## Task
Which lines in the data contain the word "ladder"? Please copy each of them.

## Entries taken from a collection

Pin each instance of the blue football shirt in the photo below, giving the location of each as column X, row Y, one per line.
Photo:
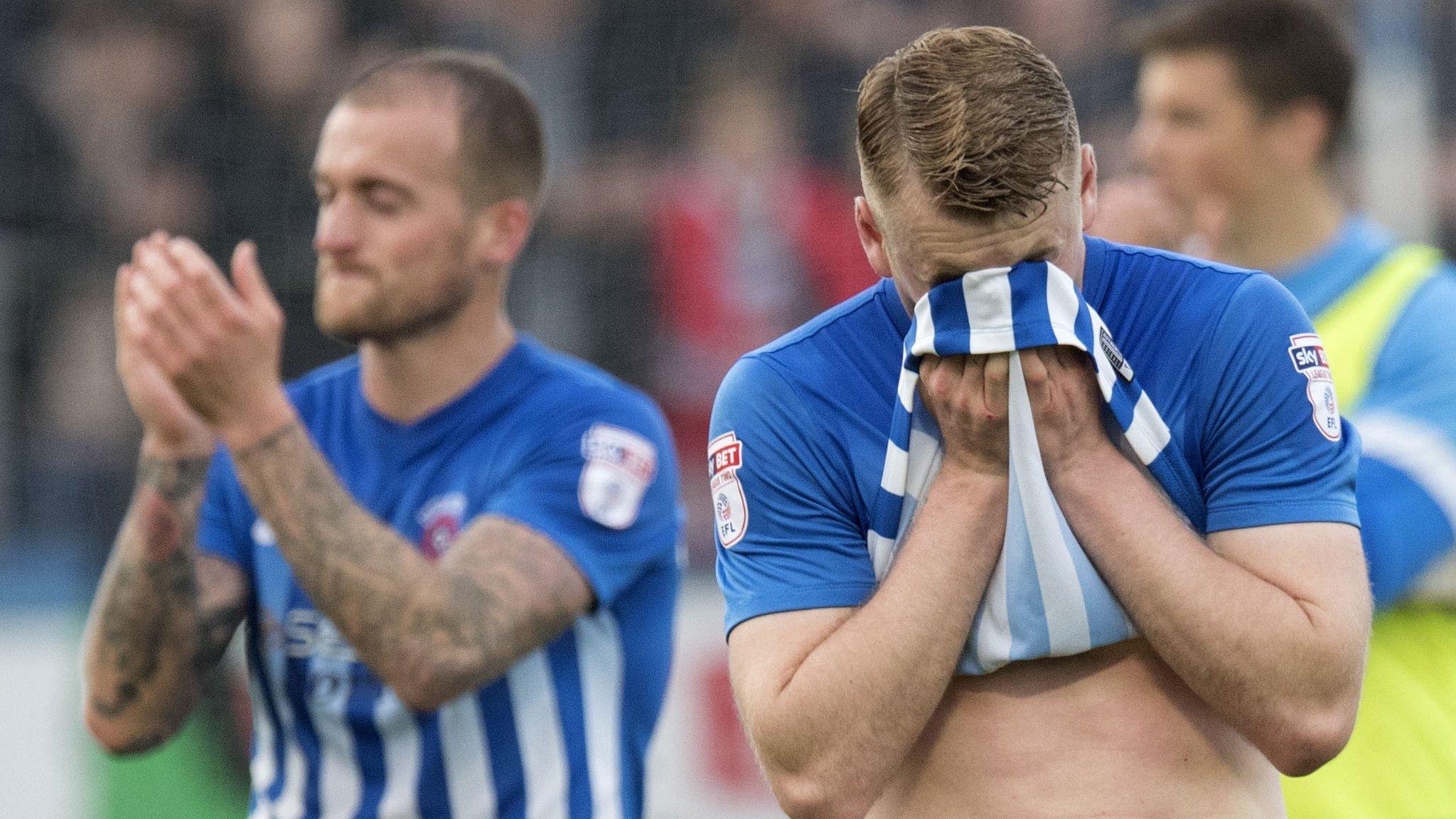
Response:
column 1407, row 486
column 800, row 426
column 564, row 734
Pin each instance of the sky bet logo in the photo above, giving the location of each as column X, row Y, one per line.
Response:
column 1308, row 353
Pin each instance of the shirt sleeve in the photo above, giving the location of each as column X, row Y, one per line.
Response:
column 786, row 535
column 1407, row 486
column 1275, row 446
column 220, row 527
column 603, row 487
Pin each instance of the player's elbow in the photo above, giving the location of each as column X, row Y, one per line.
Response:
column 1310, row 741
column 817, row 798
column 123, row 738
column 432, row 682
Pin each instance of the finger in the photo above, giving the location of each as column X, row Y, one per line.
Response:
column 1036, row 375
column 211, row 298
column 159, row 312
column 996, row 378
column 248, row 277
column 119, row 295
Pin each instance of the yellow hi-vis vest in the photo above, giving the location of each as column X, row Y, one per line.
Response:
column 1401, row 759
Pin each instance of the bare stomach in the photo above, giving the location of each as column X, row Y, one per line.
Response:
column 1110, row 734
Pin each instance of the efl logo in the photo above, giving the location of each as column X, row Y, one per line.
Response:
column 1310, row 359
column 1308, row 352
column 730, row 505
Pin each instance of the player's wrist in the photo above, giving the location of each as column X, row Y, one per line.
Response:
column 1096, row 466
column 258, row 422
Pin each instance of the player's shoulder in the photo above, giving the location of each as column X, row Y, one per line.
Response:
column 1435, row 302
column 326, row 385
column 564, row 390
column 1189, row 290
column 1138, row 267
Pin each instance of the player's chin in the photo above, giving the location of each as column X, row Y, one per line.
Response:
column 347, row 319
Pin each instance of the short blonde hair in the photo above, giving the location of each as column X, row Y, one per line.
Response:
column 976, row 114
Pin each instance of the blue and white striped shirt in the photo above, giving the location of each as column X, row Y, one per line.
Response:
column 564, row 734
column 800, row 436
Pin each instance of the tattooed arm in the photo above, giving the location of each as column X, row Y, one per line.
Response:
column 430, row 631
column 164, row 612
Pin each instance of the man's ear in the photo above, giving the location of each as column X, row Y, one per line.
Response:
column 871, row 238
column 500, row 232
column 1088, row 187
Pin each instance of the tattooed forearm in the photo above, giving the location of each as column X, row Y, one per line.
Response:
column 134, row 626
column 430, row 631
column 173, row 478
column 146, row 637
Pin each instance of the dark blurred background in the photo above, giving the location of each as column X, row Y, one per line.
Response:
column 701, row 183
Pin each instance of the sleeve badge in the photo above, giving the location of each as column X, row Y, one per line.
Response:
column 730, row 508
column 619, row 470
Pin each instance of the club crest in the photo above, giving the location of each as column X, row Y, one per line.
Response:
column 730, row 506
column 440, row 523
column 621, row 466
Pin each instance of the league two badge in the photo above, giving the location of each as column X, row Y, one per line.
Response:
column 730, row 508
column 1310, row 359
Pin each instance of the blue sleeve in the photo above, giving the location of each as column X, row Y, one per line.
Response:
column 1408, row 427
column 220, row 527
column 1275, row 449
column 786, row 532
column 1403, row 528
column 601, row 484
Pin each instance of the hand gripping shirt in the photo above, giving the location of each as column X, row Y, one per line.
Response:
column 1229, row 358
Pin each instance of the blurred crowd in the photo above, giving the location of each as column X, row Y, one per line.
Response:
column 701, row 181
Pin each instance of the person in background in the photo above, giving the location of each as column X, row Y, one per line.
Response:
column 1244, row 112
column 922, row 652
column 455, row 552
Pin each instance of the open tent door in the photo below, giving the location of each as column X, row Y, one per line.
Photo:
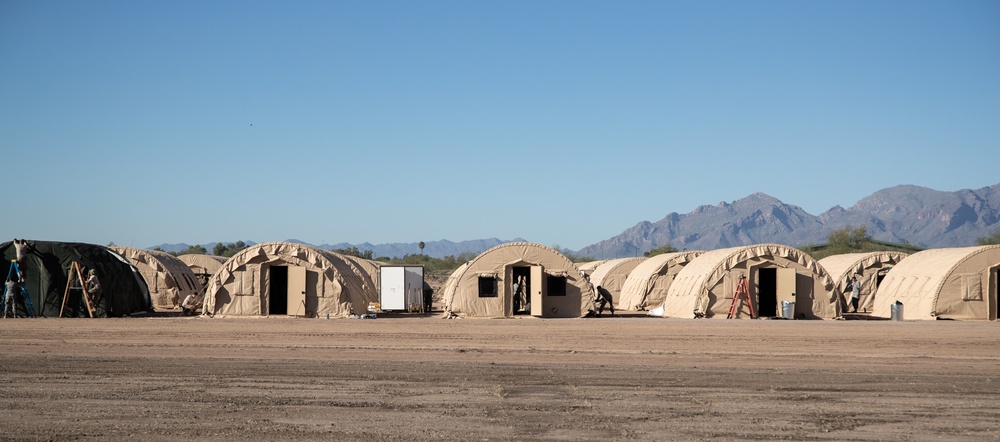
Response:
column 785, row 290
column 537, row 285
column 994, row 294
column 296, row 291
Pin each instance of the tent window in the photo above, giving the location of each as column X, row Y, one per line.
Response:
column 972, row 288
column 487, row 287
column 556, row 285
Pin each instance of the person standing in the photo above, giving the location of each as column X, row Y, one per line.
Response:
column 10, row 289
column 21, row 247
column 604, row 298
column 190, row 305
column 855, row 294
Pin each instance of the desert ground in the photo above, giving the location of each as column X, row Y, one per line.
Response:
column 426, row 378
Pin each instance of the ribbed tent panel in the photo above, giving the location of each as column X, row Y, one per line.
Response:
column 169, row 279
column 612, row 274
column 647, row 284
column 950, row 283
column 202, row 264
column 706, row 286
column 260, row 281
column 484, row 288
column 588, row 267
column 870, row 268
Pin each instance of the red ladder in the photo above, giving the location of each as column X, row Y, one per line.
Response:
column 741, row 291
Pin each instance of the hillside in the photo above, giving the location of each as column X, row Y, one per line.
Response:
column 900, row 214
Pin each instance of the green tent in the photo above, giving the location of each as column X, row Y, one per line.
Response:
column 46, row 269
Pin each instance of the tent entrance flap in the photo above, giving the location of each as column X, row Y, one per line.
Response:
column 277, row 289
column 296, row 291
column 537, row 291
column 785, row 288
column 522, row 277
column 994, row 292
column 767, row 292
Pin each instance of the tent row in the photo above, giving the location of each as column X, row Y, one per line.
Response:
column 524, row 278
column 530, row 279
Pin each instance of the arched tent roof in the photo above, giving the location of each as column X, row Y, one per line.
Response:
column 169, row 279
column 647, row 284
column 46, row 271
column 612, row 274
column 869, row 267
column 568, row 294
column 448, row 289
column 243, row 286
column 706, row 285
column 588, row 267
column 202, row 264
column 952, row 283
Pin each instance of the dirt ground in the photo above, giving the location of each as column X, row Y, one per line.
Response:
column 425, row 378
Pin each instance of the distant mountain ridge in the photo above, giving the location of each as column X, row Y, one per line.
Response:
column 435, row 249
column 906, row 213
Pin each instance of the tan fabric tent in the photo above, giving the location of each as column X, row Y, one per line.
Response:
column 280, row 278
column 775, row 273
column 202, row 264
column 485, row 287
column 954, row 283
column 170, row 280
column 647, row 284
column 449, row 284
column 870, row 268
column 612, row 274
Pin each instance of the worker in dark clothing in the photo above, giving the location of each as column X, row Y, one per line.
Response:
column 602, row 298
column 428, row 299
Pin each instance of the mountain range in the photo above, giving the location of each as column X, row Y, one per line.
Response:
column 902, row 214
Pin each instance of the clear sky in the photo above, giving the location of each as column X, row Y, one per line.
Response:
column 561, row 122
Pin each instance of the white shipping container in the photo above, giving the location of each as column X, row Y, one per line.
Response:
column 402, row 287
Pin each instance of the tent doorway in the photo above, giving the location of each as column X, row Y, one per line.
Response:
column 537, row 291
column 286, row 290
column 767, row 292
column 994, row 291
column 277, row 289
column 522, row 276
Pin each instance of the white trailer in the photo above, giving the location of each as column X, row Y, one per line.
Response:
column 402, row 288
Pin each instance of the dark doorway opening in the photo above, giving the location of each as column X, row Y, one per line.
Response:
column 767, row 292
column 521, row 297
column 995, row 279
column 278, row 289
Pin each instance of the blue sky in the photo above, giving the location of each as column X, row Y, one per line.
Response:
column 561, row 122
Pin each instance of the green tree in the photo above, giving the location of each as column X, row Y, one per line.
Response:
column 665, row 248
column 354, row 251
column 991, row 239
column 194, row 250
column 228, row 250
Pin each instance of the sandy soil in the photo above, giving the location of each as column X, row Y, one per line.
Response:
column 425, row 378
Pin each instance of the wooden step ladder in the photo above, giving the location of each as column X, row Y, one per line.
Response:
column 740, row 293
column 77, row 273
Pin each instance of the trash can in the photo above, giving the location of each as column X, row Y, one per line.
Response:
column 897, row 311
column 788, row 309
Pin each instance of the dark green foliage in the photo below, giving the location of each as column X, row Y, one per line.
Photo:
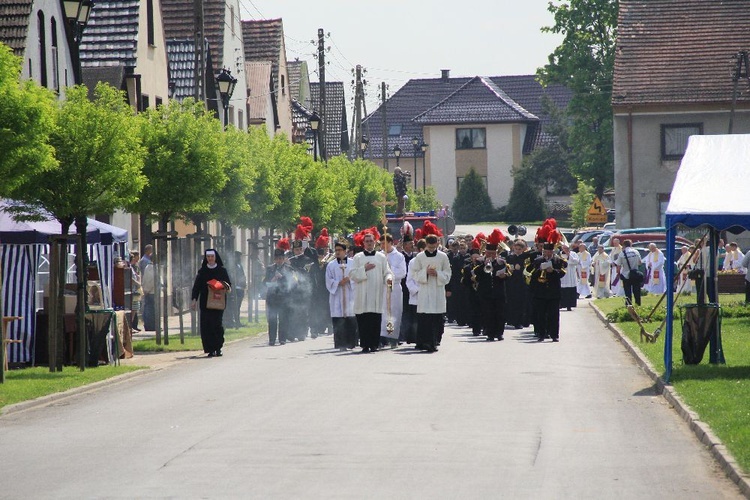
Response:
column 472, row 203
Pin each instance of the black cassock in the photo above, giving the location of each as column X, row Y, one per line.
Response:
column 518, row 299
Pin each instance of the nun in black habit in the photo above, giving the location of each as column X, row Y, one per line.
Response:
column 212, row 330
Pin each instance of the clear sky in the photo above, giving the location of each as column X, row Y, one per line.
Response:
column 396, row 41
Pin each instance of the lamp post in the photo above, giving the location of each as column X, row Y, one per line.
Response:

## Exercise output
Pin each instance of the red ladder in the photo above, giving the location of each as column X, row Y, one per line.
Pin each instance of the wooden step ladder in the photo above, giving the location of each as column X, row Y, one per line.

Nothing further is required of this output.